TEXTO PROPORCIONADO »
Bárbaros Modernos

por M.Bardulia
Bárbaros Modernos: Omar Montes es idiota

Al leer el otro día un artículo sobre la participación de Omar Montes, el farandulero, exboxeador, metido a artista de trap y reguetón, en ese programa de televisión que prefiero no mentar —no vaya a ser que se me apareciera su presentador desnudo, cubierto de miel y cuchillo en mano, dispuesto a comerse mi corazón; estoy convencido de que es esta y no otra la fuente de su juventud televisiva—, me vino inmediatamente a la cabeza una palabra: bárbaro.

Se habla mucho de los bárbaros. Se ha hablado mucho siempre de los bárbaros. Se lleva hablando más de dos mil años y, aunque hayamos perdido el sentido original, algo menos peyorativo que el actual, el término sigue estando muy presente en la mente y boca de todos. Un bárbaro, en origen, no era más que un extranjero, aunque eso de ser extranjero, ajeno a la gran Roma —»Roma es la luz»—, era suficiente como para ser considerado, como poco, una amenaza. Con los siglos, pocos, que no son tantos, hasta que esos mismos bárbaros acabaron con ese sueño que era Roma, esta palabra ha pasado a denominar a aquellos de entre nosotros que tiene comportamientos fuera de la norma social y, que además, amenazan nuestra convivencia, sociedad, cuando no la salud o la propia vida.

Un bárbaro es hoy algo poco más que una bestia. Bárbaros eran los godos, paradójicamente, los más civilizados de entre los bárbaros de su tiempo. Bárbaros fueron los hombres del norte, o vikingos. Bárbaros han sido las tribus y pueblos de las montañas, casi siempre. Bárbaros son, aún para mucha gente, ciertos pueblos africanos, cuando no sociedades enteras; tribus amazónicas que no han abrazado todavía la postmodernidad; bárbaros son casi todos los que practican un comportamiento que no acabamos de entender.

No quiero decir que siempre se yerre cuando se denomina bárbaro a algún individuo o grupo de estos. Bárbaros son los terroristas, bárbaros de la peor calaña. Bárbaros son también los radicales y ultras de cualquier signo; bárbaro es el imbécil que se salta las normas de circulación y toma las carreteras por su circuito de carreras particular. Hay muchos tipos de bárbaros en nuestra actualidad, como los hubo en la historia clásica; no era lo mismo ser sármata que ser de alguno de los muchos pueblos celtas; ni para ellos mismos, ni para el dominador romano. Pero no todo aquel al que llamamos bárbaro, acaba por ser un bárbaro, a veces es solo cuestión de perspectiva.

MATERIAL RECOPILADO »
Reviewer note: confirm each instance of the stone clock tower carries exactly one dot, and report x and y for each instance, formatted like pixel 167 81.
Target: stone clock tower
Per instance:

EJERCICIO PROPUESTO 1 » Traduce al inglés esta oración del texto sobre los bárbaros: «Un bárbaro es hoy algo poco más que una bestia.»
EJERCICIO PROPUESTO 2 » Resume en dos oraciones el texto sobre los bárbaros.
EJERCICIO PROPUESTO 3 » Edita el fragmento del texto sobre los bárbaros que comienza en "Al leer el otro" y termina en "una palabra: bárbaro.", sustituyendo "farandulero" por "famoso".

RESULTADO FINAL 1 » Today a barbarian is little more than a beast.

RESULTADO FINAL 2 » Al leer sobre la participación de Omar Montes en un programa de televisión, a quien escribe le vino a la cabeza la palabra «bárbaro», un término que en origen designaba al extranjero ajeno a Roma y que hoy denomina a quienes se comportan fuera de la norma social y amenazan la convivencia. El texto enumera a quienes han sido o son llamados bárbaros, desde godos y vikingos hasta terroristas y ultras, y advierte que no todo aquel al que se llama bárbaro lo es, pues a veces es solo cuestión de perspectiva.

RESULTADO FINAL 3 »
Al leer el otro día un artículo sobre la participación de Omar Montes, el famoso, exboxeador, metido a artista de trap y reguetón, en ese programa de televisión que prefiero no mentar —no vaya a ser que se me apareciera su presentador desnudo, cubierto de miel y cuchillo en mano, dispuesto a comerse mi corazón; estoy convencido de que es esta y no otra la fuente de su juventud televisiva—, me vino inmediatamente a la cabeza una palabra: bárbaro.